Personal injury is the legal definition for an injury to the body, as opposed to an injury or damage to property. Personal injury can also include emotional and mental injury. The term is often used in conjunction with a lawsuit accusing that the plaintiff's injury has been caused as a result of another person's negligence. Negligence is described as the failure of a managing party to work in the best interest of care that another responsible party would use in the same circumstances.

There are two types of personal injury claims, including general damages personal injury claim and special damages and future loss personal injury claim. General damages are the types of injuries that involve a demand for restitution for any emotional or physical pain and suffering that may be endured after the injury or accident has taken place.

Special damages are the types of injuries that refer to any money loss incurred as a result of the injury or accident. It also includes costs directly resulting from the injury as well as earnings that have been lost. Expenses typically associated with special damage claims include damage to property, medical treatment expenses and loss of pay for any time spent in the hospital.

If it can be proven that any part of the injury was partly or wholly the fault of the plaintiff or that the plaintiff did not attempt to keep health care and lost income at a minimum, their claims can be greatly reduced.

It is important that you get in touch with an attorney soon after an accident. Hawaii has a statute of limitations, which provides a time limit for filing a personal injury claim. In most cases it is two years from the injury, although there are some exceptions for cases when the injury or illness is not discovered until well after the initial incident that may have caused it.

....

[Actions to take]
a. According to the passage on personal injury, in most cases how long after the injury does Hawaii's statute of limitations allow for filing a personal injury claim?
b. List every expense that the passage on personal injury says is typically associated with special damage claims.
The data that follows is separate material and has no connection to the passage on personal injury.

....

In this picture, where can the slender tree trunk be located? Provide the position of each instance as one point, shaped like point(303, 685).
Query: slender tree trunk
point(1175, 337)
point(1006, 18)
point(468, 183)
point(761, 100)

....

[Task-by-task results]
a. Two years from the injury.

b.
- Damage to property
- Medical treatment expenses
- Loss of pay for any time spent in the hospital